Content starts
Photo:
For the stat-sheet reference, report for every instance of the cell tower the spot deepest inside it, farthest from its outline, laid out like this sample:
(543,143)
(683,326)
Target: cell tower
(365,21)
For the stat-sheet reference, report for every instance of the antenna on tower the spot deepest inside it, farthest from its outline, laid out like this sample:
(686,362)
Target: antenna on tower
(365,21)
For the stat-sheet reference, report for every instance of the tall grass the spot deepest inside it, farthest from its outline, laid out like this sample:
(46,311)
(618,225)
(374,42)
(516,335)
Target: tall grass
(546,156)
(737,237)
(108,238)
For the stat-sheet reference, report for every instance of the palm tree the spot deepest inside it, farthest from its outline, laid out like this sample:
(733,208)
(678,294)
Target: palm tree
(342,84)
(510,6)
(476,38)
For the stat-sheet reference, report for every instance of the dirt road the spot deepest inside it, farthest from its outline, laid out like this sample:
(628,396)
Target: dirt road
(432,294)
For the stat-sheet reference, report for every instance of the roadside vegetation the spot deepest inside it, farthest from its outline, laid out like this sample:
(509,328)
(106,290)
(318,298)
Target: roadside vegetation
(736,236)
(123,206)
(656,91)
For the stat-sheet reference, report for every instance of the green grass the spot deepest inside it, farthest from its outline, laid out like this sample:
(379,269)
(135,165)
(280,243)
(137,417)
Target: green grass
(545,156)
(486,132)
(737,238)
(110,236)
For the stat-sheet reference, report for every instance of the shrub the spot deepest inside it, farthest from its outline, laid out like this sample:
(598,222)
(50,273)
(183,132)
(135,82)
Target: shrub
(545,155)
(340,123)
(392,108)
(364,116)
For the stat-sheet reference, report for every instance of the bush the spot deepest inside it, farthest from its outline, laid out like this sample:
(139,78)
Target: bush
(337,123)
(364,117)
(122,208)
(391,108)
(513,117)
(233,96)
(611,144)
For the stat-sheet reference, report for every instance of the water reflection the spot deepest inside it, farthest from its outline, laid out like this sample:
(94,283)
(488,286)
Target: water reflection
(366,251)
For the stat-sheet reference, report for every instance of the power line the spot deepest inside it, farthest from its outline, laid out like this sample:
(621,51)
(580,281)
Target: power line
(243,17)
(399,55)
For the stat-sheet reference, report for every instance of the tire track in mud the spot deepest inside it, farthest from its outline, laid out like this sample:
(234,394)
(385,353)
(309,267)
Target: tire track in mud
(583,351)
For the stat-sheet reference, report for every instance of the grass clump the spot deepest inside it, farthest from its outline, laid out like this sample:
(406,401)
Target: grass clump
Content ends
Task prompt
Find each line in the material above that carries the string "clump", and copy it.

Expected output
For the stat-sheet reference, report for every instance of the grass clump the spot deepest inside it, farthest from its outline, laid out like this sample:
Target: grass clump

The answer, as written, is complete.